-- GIVEN RECORDS --
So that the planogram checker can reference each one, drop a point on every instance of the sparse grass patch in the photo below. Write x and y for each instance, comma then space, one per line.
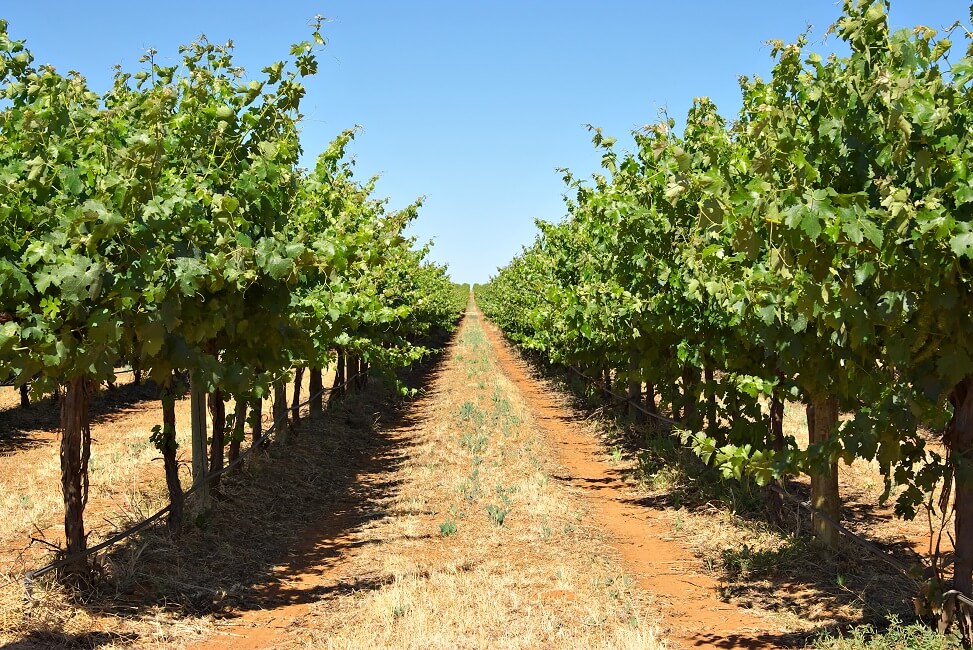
896, 636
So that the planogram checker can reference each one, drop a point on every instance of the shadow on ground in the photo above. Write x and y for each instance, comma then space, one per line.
795, 577
291, 510
26, 428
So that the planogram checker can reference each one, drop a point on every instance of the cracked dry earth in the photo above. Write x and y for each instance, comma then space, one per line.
488, 518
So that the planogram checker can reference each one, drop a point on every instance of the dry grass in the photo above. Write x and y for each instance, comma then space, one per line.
150, 590
479, 548
775, 568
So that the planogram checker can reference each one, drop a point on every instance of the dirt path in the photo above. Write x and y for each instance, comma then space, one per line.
694, 615
457, 534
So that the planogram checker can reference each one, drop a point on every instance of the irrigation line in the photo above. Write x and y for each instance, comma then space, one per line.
30, 576
623, 398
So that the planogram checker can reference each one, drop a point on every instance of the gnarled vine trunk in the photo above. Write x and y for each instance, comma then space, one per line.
167, 446
75, 452
279, 410
296, 402
217, 409
959, 440
316, 386
239, 428
822, 420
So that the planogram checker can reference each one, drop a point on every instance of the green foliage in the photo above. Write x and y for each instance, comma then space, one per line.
167, 221
447, 528
898, 636
816, 246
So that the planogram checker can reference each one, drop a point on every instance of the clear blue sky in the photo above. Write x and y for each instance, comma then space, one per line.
470, 104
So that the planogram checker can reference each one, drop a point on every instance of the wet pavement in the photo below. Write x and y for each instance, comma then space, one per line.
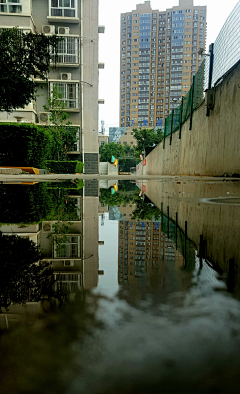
144, 295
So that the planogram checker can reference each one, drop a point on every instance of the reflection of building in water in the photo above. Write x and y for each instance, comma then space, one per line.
127, 210
75, 262
142, 246
75, 256
102, 210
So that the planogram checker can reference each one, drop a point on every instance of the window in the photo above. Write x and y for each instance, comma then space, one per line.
11, 6
65, 8
69, 92
68, 50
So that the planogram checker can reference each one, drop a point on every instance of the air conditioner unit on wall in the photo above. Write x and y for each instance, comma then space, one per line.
68, 263
66, 76
63, 30
44, 117
48, 29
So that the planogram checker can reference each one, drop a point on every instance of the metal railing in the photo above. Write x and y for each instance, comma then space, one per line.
225, 54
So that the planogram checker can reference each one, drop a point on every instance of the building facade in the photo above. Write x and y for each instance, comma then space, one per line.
76, 74
122, 135
76, 78
158, 58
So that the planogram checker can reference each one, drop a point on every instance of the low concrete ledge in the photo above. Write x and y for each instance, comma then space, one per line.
10, 171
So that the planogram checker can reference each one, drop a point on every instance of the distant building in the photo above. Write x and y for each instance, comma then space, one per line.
102, 139
142, 248
158, 58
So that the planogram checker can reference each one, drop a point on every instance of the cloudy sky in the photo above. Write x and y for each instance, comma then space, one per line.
109, 52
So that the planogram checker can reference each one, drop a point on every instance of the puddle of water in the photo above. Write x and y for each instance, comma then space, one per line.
142, 293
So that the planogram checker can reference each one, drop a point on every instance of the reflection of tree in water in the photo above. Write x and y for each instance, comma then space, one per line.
23, 278
33, 204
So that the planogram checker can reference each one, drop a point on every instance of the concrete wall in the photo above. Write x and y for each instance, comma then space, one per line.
218, 222
212, 146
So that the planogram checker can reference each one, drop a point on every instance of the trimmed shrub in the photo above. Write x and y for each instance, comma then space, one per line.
24, 144
79, 167
64, 167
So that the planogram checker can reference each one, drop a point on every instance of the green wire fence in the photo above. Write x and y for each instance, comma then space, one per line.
189, 103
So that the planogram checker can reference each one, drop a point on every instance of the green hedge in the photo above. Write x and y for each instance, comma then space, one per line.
64, 167
23, 144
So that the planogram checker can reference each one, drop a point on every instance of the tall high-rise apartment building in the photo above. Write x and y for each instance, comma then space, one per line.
142, 248
159, 56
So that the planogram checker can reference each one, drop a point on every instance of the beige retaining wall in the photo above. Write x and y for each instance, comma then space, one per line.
212, 146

-- ASSIGNMENT --
Repeat exactly, and only, the lines from the one containing "of the beige" through the end of the material.

-- WRITTEN REPLY --
So that the planogram checker can reference each one, drop a point on every instance of the beige retaining wall in the photo above. Write x and y for each instance, comma then space, one per line.
212, 146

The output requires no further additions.